Cosa fare
Raccogli e copia ogni riga dei dati di origine che contiene la parola "white". Maiuscole e minuscole vanno rispettate.

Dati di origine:
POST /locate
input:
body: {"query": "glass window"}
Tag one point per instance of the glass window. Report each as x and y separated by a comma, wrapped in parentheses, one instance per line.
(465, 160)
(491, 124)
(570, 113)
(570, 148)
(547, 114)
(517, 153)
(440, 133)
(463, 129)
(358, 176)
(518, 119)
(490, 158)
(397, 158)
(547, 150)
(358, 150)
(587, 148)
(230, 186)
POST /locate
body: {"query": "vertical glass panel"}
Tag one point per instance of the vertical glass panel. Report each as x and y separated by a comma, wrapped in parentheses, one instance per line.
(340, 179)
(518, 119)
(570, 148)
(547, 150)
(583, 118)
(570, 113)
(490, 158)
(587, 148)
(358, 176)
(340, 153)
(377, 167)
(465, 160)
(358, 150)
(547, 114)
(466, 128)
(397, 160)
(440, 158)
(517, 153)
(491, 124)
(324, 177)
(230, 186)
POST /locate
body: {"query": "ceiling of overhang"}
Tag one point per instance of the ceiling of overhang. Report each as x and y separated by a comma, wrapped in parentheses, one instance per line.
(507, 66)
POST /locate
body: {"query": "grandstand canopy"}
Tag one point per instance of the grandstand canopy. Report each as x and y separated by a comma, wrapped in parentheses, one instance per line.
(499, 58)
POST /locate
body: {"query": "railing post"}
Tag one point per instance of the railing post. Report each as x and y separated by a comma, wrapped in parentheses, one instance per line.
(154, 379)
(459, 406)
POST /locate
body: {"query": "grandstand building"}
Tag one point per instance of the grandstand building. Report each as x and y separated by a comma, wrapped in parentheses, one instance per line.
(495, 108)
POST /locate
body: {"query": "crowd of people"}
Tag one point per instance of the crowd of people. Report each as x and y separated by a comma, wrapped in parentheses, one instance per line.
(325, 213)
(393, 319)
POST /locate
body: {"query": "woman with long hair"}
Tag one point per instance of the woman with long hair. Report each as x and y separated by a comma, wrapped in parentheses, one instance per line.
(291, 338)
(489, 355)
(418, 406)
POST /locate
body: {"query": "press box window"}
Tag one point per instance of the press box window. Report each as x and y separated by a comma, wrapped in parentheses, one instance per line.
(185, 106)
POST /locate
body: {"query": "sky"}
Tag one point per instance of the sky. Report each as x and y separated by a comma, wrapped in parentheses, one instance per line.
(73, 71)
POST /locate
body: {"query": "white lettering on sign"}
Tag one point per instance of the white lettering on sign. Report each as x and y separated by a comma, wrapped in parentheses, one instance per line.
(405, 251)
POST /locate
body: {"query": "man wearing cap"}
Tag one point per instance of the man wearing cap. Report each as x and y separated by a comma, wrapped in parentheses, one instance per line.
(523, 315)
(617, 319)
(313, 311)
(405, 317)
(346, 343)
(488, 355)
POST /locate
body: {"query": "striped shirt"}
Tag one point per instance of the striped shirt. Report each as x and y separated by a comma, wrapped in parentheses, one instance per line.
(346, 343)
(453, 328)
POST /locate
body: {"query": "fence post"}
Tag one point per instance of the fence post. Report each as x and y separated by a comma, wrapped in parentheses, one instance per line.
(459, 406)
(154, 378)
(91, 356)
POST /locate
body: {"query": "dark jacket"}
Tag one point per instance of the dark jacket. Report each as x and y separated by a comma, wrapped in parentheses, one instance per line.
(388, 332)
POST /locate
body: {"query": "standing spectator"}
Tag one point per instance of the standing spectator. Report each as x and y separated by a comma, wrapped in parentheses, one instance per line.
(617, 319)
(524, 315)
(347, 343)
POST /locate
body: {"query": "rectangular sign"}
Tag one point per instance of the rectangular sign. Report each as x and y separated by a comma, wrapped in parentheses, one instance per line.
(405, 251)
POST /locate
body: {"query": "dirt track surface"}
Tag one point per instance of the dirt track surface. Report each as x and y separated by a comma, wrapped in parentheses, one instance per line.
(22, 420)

Risultato
body: {"query": "white lettering on sign"}
Tag one point per instance of the white lettering on sign. Report each as x and y separated by a comma, wrapped in parentheses, one instance per line.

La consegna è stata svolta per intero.